_WHAT TO WORK ON_
Everything in the listing should be restated word for word.

_RECORDS PROVIDED_

+ + +

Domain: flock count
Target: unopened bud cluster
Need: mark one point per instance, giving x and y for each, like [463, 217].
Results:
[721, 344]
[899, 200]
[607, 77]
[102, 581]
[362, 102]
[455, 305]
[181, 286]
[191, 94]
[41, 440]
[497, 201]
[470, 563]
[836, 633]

+ + +

_RESULT FOR THIS EXERCISE_
Domain: flock count
Target: unopened bud cluster
Need: mark one point per instance, giving x and y for each, like [463, 217].
Results:
[721, 344]
[899, 200]
[607, 77]
[102, 581]
[362, 102]
[455, 305]
[181, 286]
[191, 94]
[41, 440]
[497, 201]
[470, 563]
[836, 633]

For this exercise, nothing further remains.